▸ PROVIDED MATERIAL:
════════
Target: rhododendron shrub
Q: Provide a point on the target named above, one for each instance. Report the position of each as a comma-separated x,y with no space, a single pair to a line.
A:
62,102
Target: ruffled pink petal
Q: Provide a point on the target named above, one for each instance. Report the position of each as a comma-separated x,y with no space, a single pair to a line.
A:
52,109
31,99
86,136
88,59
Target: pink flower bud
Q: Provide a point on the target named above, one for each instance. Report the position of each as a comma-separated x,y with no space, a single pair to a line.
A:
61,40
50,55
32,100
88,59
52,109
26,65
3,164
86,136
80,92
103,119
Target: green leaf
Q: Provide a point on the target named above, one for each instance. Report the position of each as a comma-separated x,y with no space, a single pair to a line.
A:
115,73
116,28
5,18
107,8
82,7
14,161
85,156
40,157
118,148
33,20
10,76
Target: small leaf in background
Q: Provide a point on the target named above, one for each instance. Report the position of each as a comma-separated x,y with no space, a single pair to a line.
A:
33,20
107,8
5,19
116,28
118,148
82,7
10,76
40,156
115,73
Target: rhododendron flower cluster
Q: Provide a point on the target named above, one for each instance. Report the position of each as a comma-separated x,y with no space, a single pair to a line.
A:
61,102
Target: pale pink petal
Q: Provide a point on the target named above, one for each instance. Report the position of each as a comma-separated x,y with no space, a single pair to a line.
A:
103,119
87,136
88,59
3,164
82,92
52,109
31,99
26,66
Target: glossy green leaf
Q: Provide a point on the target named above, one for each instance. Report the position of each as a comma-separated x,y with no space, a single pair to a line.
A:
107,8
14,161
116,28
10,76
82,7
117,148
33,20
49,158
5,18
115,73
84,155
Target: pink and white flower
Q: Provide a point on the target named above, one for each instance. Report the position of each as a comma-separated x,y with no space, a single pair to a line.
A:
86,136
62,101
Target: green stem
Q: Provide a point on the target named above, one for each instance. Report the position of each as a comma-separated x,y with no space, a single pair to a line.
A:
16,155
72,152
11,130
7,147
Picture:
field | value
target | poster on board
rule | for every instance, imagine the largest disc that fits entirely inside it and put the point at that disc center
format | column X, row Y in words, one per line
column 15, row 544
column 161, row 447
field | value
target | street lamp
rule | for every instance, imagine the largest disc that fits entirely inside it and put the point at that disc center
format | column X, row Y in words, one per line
════════
▸ DESCRIPTION OF THE TASK: Write the data out again in full. Match it word for word.

▸ OUTPUT OF THE TASK:
Target: rhododendron shrub
Q: Provide a point on the target named above, one for each instance. Report the position of each as a comma-separated x,y with no space, a single pair to a line.
A:
62,102
Target: ruffled pink petal
Q: Provide a point on the target named above, one for each instance. Report the position of each as a comma-separated x,y with no space, a single pair to a line.
A:
52,109
31,99
86,136
88,59
Target: pink flower bud
Q: Provide a point on the target named above, one for each instance. Report the position of each as a comma-separated x,y with no space, a single pair to a line.
A:
61,40
50,55
32,100
88,59
52,109
26,65
3,164
86,136
80,92
103,119
Target: green leaf
Q: Provide a point on the target named above, one for each instance. Report the position of each as a comma-separated x,y with no space, a single pair to a line.
A:
115,73
116,28
5,18
107,8
82,7
14,161
85,156
40,157
118,148
33,20
10,76
Target: small leaf in background
Q: Provide a point on the target named above, one for each instance. Report the position of each as a comma-separated x,y with no space, a single pair to a line.
A:
33,20
107,8
5,19
116,28
118,148
82,7
10,76
40,156
115,73
Target: rhododendron flower cluster
Q: Provide a point on the target named above, one for each instance. Report the position of each as a comma-separated x,y with no space, a single pair to a line.
A:
61,102
Target: pale pink petal
Q: Provide a point on the target named above, one for each instance. Report the position of each as a comma-separated x,y with no space, a single pair to a line.
A:
103,119
87,136
88,59
3,164
82,92
52,109
31,99
26,66
Target: glossy green leaf
Q: Provide a point on the target named above, one for each instance. Report the position of each as a comma-separated x,y with no space, a single pair to a line.
A:
107,8
14,161
116,28
10,76
82,7
117,148
33,20
49,158
5,18
115,73
84,155
Target: pink and white flower
Q: Provide a point on the target named above, one for each instance. Report the position of each as a comma-separated x,y with no space, a single pair to a line.
A:
86,136
62,101
Target: green stem
Q: Provide a point on the target named above, one for each instance. Report the position of each as a comma-separated x,y with no space, a single pair to a line.
A:
16,155
72,152
11,130
7,147
Picture:
field | value
target | poster on board
rule | for every instance, imagine the largest disc that fits entirely inside it and put the point at that disc center
format | column X, row Y in words, one per line
column 15, row 544
column 161, row 447
field | value
target | street lamp
rule | for every instance, imagine the largest disc that fits entirely inside it and put the point at that disc center
format | column X, row Y in words, one per line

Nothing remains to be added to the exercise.